Direction:
Pick out every line in the listing below that contains the word "hair" and copy each one unchanged.

## BEGIN

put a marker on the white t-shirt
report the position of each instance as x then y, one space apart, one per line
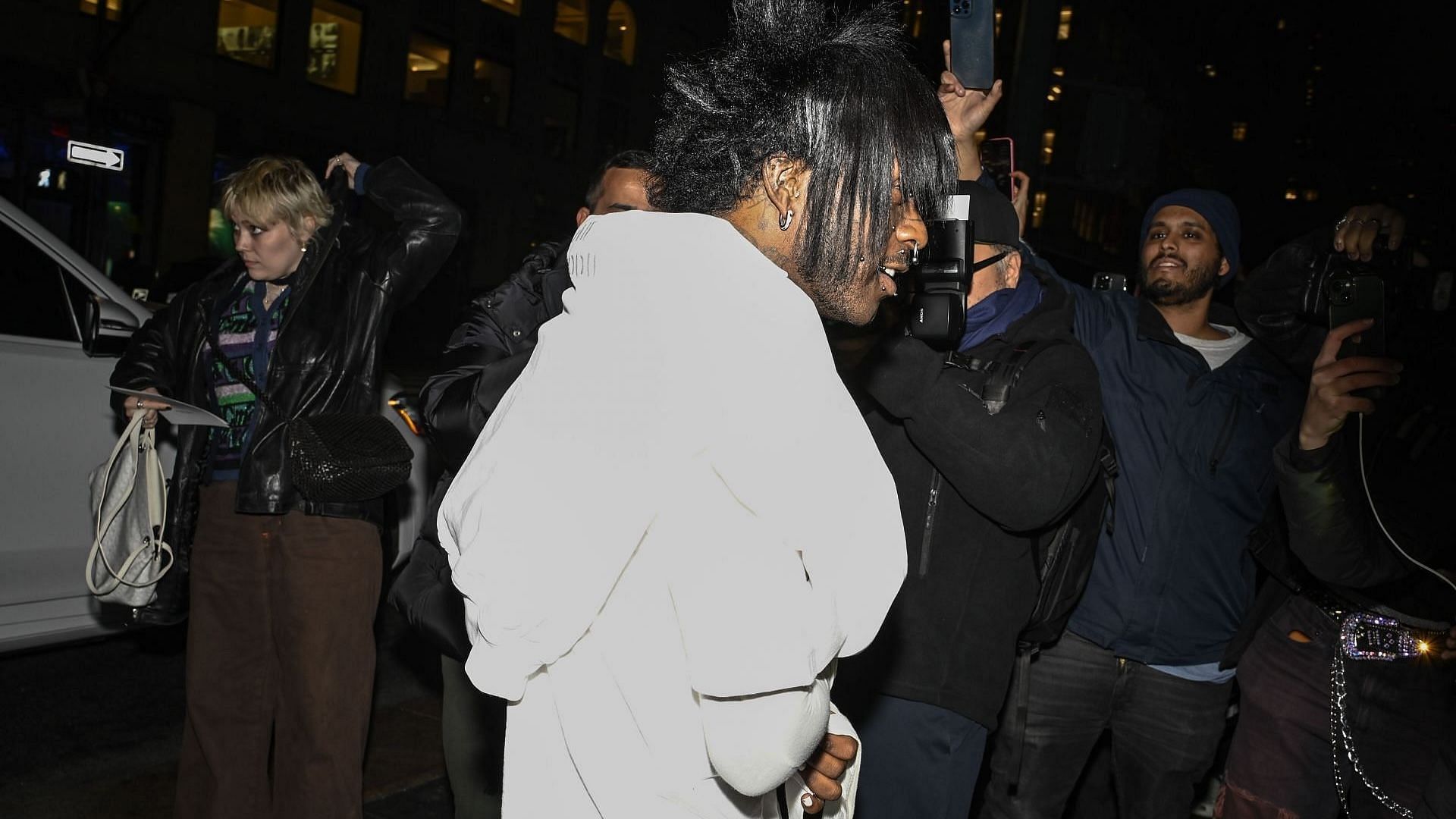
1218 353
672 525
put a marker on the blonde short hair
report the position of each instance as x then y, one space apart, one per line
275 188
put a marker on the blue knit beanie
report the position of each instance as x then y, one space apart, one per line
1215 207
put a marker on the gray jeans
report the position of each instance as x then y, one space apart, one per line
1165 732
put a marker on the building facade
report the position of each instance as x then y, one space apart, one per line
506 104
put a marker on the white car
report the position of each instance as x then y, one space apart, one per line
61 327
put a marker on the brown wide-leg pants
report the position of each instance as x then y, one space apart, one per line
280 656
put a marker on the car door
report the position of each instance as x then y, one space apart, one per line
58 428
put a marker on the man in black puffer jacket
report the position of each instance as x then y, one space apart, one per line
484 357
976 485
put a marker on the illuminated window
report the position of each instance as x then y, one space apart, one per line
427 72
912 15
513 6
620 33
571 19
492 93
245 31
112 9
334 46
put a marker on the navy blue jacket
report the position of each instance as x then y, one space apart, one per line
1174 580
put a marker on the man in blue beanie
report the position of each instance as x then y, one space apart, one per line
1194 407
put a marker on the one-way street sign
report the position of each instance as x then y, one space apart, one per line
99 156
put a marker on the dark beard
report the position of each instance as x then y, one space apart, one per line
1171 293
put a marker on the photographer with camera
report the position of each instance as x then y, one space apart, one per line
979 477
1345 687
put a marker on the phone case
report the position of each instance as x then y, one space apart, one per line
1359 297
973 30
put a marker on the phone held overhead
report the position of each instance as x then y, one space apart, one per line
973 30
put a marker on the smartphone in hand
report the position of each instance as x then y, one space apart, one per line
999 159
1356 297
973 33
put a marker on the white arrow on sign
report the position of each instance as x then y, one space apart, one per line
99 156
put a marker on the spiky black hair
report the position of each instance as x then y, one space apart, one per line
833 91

## END
## BEGIN

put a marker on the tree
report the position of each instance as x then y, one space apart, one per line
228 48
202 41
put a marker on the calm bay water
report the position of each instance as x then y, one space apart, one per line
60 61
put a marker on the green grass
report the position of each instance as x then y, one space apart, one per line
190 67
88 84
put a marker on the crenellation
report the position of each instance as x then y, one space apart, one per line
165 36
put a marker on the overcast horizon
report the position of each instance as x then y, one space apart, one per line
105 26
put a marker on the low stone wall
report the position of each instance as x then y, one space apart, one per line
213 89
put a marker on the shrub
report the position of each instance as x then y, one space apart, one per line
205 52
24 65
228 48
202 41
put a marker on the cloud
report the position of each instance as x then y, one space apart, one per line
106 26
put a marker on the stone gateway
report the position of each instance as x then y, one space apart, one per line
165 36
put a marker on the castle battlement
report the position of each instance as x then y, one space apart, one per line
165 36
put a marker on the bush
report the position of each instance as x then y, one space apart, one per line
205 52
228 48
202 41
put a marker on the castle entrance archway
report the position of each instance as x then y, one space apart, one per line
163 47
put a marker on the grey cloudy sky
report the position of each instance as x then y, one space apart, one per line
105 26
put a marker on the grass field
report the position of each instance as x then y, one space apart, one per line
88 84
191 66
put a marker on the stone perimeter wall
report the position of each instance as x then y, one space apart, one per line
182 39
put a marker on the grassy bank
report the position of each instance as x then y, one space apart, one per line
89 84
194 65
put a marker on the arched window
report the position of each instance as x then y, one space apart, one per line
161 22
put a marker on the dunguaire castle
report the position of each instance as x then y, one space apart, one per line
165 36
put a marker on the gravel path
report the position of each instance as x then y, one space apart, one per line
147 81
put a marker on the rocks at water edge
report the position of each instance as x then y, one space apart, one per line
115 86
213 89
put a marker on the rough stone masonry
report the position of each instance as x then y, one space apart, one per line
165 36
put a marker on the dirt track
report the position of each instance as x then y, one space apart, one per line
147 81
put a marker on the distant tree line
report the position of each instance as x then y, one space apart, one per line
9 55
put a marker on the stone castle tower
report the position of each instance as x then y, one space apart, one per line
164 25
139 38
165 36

## END

Response to this exercise:
put a marker on the blonde short hair
put a marker on the spiky black hair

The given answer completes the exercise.